**Zitierter Text**
⟨

Wenn allerdings gegen ein Ergänzungsurteil lediglich eingewendet wird, die in ihm enthaltene Kostenentscheidung hätte aus verfahrensrechtlichen Gründen nicht ergehen dürfen, so daß es insoweit keiner inhaltlichen Überprüfung der im Ergänzungsurteil nachgeholten Kostenentscheidung bedarf, dann entfällt auch die Gefahr einer abweichenden Beurteilung der unanfechtbar entschiedenen Hauptsache durch die die Kostenentscheidung überprüfende höhere Instanz. Für derartige Einwendungen ist die Revision deshalb statthaft (vgl. BFH-Urteil III 106/61 U, a. a. O.; Rosenberg-Schwab, Zivilprozeßrecht, 10. Aufl., S. 409).
Daraus ergibt sich für den vorliegenden Fall, daß gegen die Zulässigkeit der Einwendungen, die die Revisionsklägerin gegen das von ihr angefochtene Ergänzungsurteil vom 23. November 1970 erhebt, keine Bedenken bestehen. Denn die Revisionsklägerin ficht das Urteil nur deshalb an, weil es nach ihrer Auffassung an dem nach § 109 FGO vorausgesetzten Antrag fehlt; gegen den materiell-rechtlichen Inhalt wendet sie sich dagegen nicht.

⟩

**Datenübersicht**

⟨

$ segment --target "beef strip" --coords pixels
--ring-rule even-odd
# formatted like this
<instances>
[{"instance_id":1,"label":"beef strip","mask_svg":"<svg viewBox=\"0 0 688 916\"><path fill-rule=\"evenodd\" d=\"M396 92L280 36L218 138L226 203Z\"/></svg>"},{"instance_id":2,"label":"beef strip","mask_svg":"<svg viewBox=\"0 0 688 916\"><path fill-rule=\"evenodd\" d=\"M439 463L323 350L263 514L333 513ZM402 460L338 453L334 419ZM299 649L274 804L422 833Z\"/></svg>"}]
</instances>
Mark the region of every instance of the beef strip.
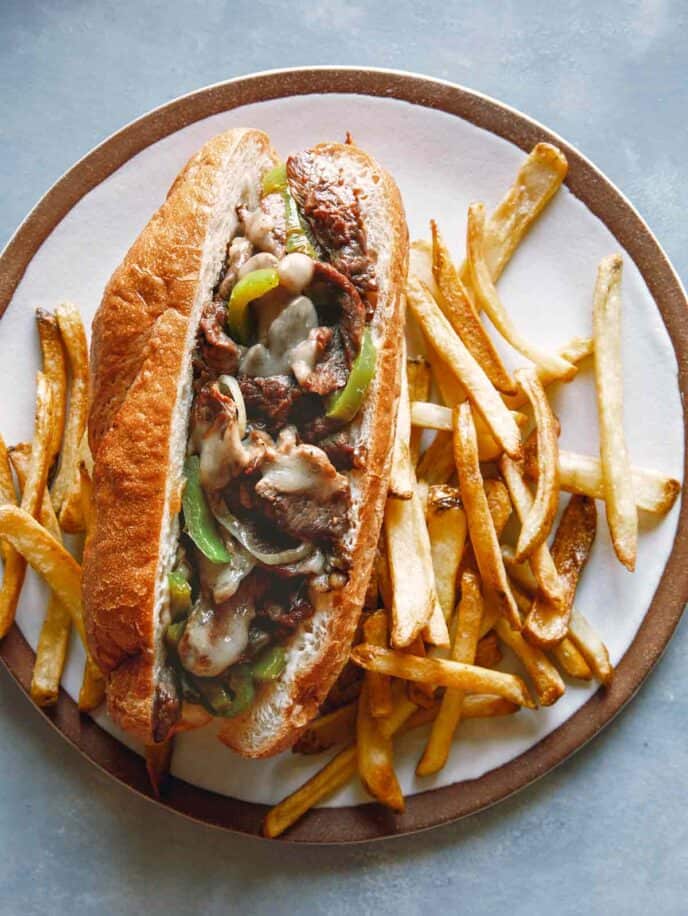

⟩

**Gestellte Aufgabe 1**
Welche Fundstellen und Vorschriften führt der Urteilsauszug an? Nennen Sie alle.
**Gestellte Aufgabe 2**
Schreiben Sie aus dem Urteilsauszug alles von „Wenn allerdings gegen“ bis hin zu „Aufl., S. 409).“ wortgetreu ab.

**Vollständige Lösung 1**
- BFH-Urteil III 106/61 U
- Rosenberg-Schwab, Zivilprozeßrecht, 10. Aufl., S. 409
- § 109 FGO

**Vollständige Lösung 2**
Wenn allerdings gegen ein Ergänzungsurteil lediglich eingewendet wird, die in ihm enthaltene Kostenentscheidung hätte aus verfahrensrechtlichen Gründen nicht ergehen dürfen, so daß es insoweit keiner inhaltlichen Überprüfung der im Ergänzungsurteil nachgeholten Kostenentscheidung bedarf, dann entfällt auch die Gefahr einer abweichenden Beurteilung der unanfechtbar entschiedenen Hauptsache durch die die Kostenentscheidung überprüfende höhere Instanz. Für derartige Einwendungen ist die Revision deshalb statthaft (vgl. BFH-Urteil III 106/61 U, a. a. O.; Rosenberg-Schwab, Zivilprozeßrecht, 10. Aufl., S. 409).